Requirements: Copy out every line of the data exactly.

Raw data:
┌──

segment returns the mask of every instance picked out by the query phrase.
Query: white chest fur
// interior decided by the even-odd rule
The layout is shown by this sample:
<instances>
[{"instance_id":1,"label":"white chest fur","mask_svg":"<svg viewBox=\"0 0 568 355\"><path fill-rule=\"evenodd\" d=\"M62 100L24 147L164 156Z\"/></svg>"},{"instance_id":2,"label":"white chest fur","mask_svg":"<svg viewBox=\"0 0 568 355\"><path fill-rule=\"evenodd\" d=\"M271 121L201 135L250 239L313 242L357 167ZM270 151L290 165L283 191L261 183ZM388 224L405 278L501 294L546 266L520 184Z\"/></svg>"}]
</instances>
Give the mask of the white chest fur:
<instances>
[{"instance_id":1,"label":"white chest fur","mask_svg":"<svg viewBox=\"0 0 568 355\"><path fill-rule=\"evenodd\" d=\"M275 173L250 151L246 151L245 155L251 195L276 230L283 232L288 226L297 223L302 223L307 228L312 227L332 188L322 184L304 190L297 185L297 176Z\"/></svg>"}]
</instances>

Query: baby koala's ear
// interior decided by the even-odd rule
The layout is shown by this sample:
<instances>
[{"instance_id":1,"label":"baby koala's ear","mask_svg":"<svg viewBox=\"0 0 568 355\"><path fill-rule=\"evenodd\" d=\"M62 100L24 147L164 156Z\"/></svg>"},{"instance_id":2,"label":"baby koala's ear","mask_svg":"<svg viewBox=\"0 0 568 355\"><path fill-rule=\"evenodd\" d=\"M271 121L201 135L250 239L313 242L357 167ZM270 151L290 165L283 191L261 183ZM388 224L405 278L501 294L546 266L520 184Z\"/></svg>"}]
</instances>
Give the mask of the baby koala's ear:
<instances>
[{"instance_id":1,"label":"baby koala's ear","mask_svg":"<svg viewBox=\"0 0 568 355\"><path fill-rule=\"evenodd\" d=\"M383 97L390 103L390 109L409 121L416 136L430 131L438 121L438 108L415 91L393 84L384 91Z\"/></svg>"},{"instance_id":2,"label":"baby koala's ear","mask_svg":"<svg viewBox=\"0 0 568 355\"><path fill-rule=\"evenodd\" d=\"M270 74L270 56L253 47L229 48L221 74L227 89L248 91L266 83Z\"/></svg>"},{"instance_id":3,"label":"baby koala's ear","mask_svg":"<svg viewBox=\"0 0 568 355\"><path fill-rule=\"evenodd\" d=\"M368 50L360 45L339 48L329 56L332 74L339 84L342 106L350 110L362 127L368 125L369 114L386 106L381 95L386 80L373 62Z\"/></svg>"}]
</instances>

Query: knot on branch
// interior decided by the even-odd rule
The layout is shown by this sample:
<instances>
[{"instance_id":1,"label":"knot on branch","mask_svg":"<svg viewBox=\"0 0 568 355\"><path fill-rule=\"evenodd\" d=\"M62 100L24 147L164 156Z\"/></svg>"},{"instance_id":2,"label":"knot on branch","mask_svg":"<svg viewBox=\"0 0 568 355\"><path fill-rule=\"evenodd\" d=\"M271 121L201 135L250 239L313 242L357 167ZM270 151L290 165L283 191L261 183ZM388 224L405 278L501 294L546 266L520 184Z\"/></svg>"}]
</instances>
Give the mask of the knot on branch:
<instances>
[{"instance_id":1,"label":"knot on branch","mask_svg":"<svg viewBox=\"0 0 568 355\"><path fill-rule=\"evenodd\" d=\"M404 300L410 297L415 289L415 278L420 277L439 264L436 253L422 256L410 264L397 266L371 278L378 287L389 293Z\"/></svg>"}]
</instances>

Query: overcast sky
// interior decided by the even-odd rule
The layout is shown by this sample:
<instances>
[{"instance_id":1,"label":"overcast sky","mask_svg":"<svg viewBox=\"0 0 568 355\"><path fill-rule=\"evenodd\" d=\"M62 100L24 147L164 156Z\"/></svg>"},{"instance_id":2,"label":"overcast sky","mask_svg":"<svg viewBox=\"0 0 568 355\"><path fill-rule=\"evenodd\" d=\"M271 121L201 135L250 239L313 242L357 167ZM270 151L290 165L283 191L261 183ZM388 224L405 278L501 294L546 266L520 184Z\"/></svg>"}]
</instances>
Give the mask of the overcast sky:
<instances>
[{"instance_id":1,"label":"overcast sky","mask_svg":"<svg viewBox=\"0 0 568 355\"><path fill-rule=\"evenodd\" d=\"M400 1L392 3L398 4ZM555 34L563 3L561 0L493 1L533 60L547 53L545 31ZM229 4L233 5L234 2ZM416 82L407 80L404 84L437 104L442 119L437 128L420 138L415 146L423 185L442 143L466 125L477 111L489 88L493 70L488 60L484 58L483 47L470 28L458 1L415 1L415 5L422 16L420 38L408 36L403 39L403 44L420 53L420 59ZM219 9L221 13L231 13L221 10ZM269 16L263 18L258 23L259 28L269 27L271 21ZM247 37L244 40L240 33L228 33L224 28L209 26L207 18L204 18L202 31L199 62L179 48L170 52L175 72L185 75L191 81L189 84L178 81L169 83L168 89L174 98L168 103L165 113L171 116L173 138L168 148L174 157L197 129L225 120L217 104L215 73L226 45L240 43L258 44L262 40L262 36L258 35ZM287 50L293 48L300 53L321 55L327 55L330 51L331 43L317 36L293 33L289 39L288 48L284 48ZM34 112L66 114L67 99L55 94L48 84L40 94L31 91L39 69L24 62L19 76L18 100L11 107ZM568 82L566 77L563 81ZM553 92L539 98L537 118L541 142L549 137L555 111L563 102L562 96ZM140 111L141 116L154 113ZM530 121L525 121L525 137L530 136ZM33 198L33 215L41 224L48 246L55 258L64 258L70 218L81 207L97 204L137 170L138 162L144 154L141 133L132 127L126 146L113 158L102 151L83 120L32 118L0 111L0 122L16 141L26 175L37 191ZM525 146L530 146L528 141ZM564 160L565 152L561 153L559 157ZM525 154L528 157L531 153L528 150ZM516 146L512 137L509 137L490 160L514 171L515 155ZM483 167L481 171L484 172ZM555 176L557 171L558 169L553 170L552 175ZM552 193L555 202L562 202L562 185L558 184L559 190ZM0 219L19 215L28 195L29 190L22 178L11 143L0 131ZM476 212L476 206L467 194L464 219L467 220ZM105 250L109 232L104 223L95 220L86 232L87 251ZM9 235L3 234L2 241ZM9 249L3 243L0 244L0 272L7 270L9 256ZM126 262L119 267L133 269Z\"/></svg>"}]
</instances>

└──

Worked solution:
segment returns the mask of every instance picked out by the query phrase.
Query: white chest fur
// interior decided by the even-odd rule
The layout is shown by this sample:
<instances>
[{"instance_id":1,"label":"white chest fur","mask_svg":"<svg viewBox=\"0 0 568 355\"><path fill-rule=\"evenodd\" d=\"M62 100L24 147L164 156Z\"/></svg>"},{"instance_id":2,"label":"white chest fur","mask_svg":"<svg viewBox=\"0 0 568 355\"><path fill-rule=\"evenodd\" d=\"M271 121L201 135L250 239L313 242L357 167ZM270 151L290 165L283 191L261 183ZM388 224L405 278L501 294L546 266L520 184Z\"/></svg>"}]
</instances>
Give the mask of the white chest fur:
<instances>
[{"instance_id":1,"label":"white chest fur","mask_svg":"<svg viewBox=\"0 0 568 355\"><path fill-rule=\"evenodd\" d=\"M275 173L250 151L246 151L245 155L251 195L276 230L283 232L288 226L297 223L302 223L307 228L312 227L332 188L322 184L304 190L297 185L297 176Z\"/></svg>"}]
</instances>

Query: baby koala's ear
// interior decided by the even-odd rule
The layout is shown by this sample:
<instances>
[{"instance_id":1,"label":"baby koala's ear","mask_svg":"<svg viewBox=\"0 0 568 355\"><path fill-rule=\"evenodd\" d=\"M62 100L24 147L164 156Z\"/></svg>"},{"instance_id":2,"label":"baby koala's ear","mask_svg":"<svg viewBox=\"0 0 568 355\"><path fill-rule=\"evenodd\" d=\"M271 121L201 135L250 239L313 242L357 167ZM270 151L290 165L283 191L261 183ZM388 224L405 278L501 294L546 266L520 184Z\"/></svg>"}]
</instances>
Give the mask of the baby koala's ear:
<instances>
[{"instance_id":1,"label":"baby koala's ear","mask_svg":"<svg viewBox=\"0 0 568 355\"><path fill-rule=\"evenodd\" d=\"M383 97L390 103L390 109L409 121L416 136L430 131L438 121L438 108L415 91L393 84L384 91Z\"/></svg>"},{"instance_id":2,"label":"baby koala's ear","mask_svg":"<svg viewBox=\"0 0 568 355\"><path fill-rule=\"evenodd\" d=\"M270 74L270 56L253 47L229 48L221 74L227 89L248 91L266 83Z\"/></svg>"},{"instance_id":3,"label":"baby koala's ear","mask_svg":"<svg viewBox=\"0 0 568 355\"><path fill-rule=\"evenodd\" d=\"M368 50L360 45L339 48L329 56L332 74L339 84L342 106L350 110L362 127L368 125L369 114L386 106L381 95L386 80L373 62Z\"/></svg>"}]
</instances>

Query: knot on branch
// interior decided by the even-odd rule
The layout is shown by this sample:
<instances>
[{"instance_id":1,"label":"knot on branch","mask_svg":"<svg viewBox=\"0 0 568 355\"><path fill-rule=\"evenodd\" d=\"M62 100L24 147L164 156Z\"/></svg>"},{"instance_id":2,"label":"knot on branch","mask_svg":"<svg viewBox=\"0 0 568 355\"><path fill-rule=\"evenodd\" d=\"M271 121L201 135L250 239L313 242L357 167ZM270 151L290 165L283 191L261 183ZM388 224L405 278L501 294L546 266L520 184Z\"/></svg>"}]
</instances>
Give the mask of the knot on branch:
<instances>
[{"instance_id":1,"label":"knot on branch","mask_svg":"<svg viewBox=\"0 0 568 355\"><path fill-rule=\"evenodd\" d=\"M404 300L410 297L415 289L415 278L420 277L439 264L436 253L422 256L410 264L397 266L371 278L378 287L389 293Z\"/></svg>"}]
</instances>

Query: overcast sky
// interior decided by the even-odd rule
The layout is shown by this sample:
<instances>
[{"instance_id":1,"label":"overcast sky","mask_svg":"<svg viewBox=\"0 0 568 355\"><path fill-rule=\"evenodd\" d=\"M62 100L24 147L164 156Z\"/></svg>"},{"instance_id":2,"label":"overcast sky","mask_svg":"<svg viewBox=\"0 0 568 355\"><path fill-rule=\"evenodd\" d=\"M271 121L201 135L250 239L313 242L357 167ZM270 151L290 165L283 191L261 183ZM388 224L405 278L501 294L546 266L520 184Z\"/></svg>"}]
</instances>
Give the mask of the overcast sky:
<instances>
[{"instance_id":1,"label":"overcast sky","mask_svg":"<svg viewBox=\"0 0 568 355\"><path fill-rule=\"evenodd\" d=\"M400 1L392 3L398 4ZM555 34L563 3L561 0L493 1L533 60L547 53L545 31ZM229 4L233 5L234 2ZM416 82L407 80L404 84L437 104L442 119L437 128L420 138L415 146L423 185L442 143L466 125L477 111L489 88L493 70L488 60L484 58L483 47L470 28L458 1L415 1L415 5L422 16L420 38L408 36L403 39L403 44L420 53L420 59ZM219 9L221 13L231 13L221 10ZM269 16L263 18L258 23L259 28L269 27L271 21ZM247 37L244 40L240 33L228 33L224 28L209 26L207 18L204 18L202 31L199 62L179 48L170 52L175 72L185 75L191 81L189 84L178 81L169 83L168 89L174 98L168 103L165 113L171 116L173 138L168 148L174 157L197 129L225 120L217 104L215 73L226 45L240 43L258 44L262 40L262 36L258 35ZM287 50L293 48L300 53L321 55L327 55L330 51L331 43L317 36L293 33L289 39L288 48L284 48ZM34 112L66 114L67 99L55 94L48 84L40 94L31 91L39 69L24 62L19 76L18 100L11 107ZM568 82L566 77L563 81ZM553 92L539 98L537 118L541 142L549 137L555 111L563 102L562 96ZM140 111L141 116L154 113ZM530 121L525 121L525 137L530 136ZM33 198L33 215L41 224L48 246L55 258L64 258L70 218L81 207L97 204L137 170L138 162L144 154L141 133L132 127L126 146L113 158L102 151L83 120L32 118L0 111L0 122L16 141L26 175L37 191ZM525 146L530 146L528 141ZM564 160L565 152L561 153L559 157ZM525 154L528 157L531 153L528 150ZM516 146L512 137L509 137L490 160L514 171L515 155ZM483 167L481 171L484 172ZM555 176L557 171L558 169L553 170L552 175ZM552 193L555 202L562 202L562 185L558 184L559 190ZM0 219L19 215L28 195L29 190L22 178L11 143L0 131ZM476 212L476 206L467 194L464 219L467 220ZM105 250L109 232L104 223L95 220L86 232L87 251ZM9 235L3 234L2 241ZM9 249L3 243L0 244L0 272L7 270L9 256ZM126 262L119 267L133 269Z\"/></svg>"}]
</instances>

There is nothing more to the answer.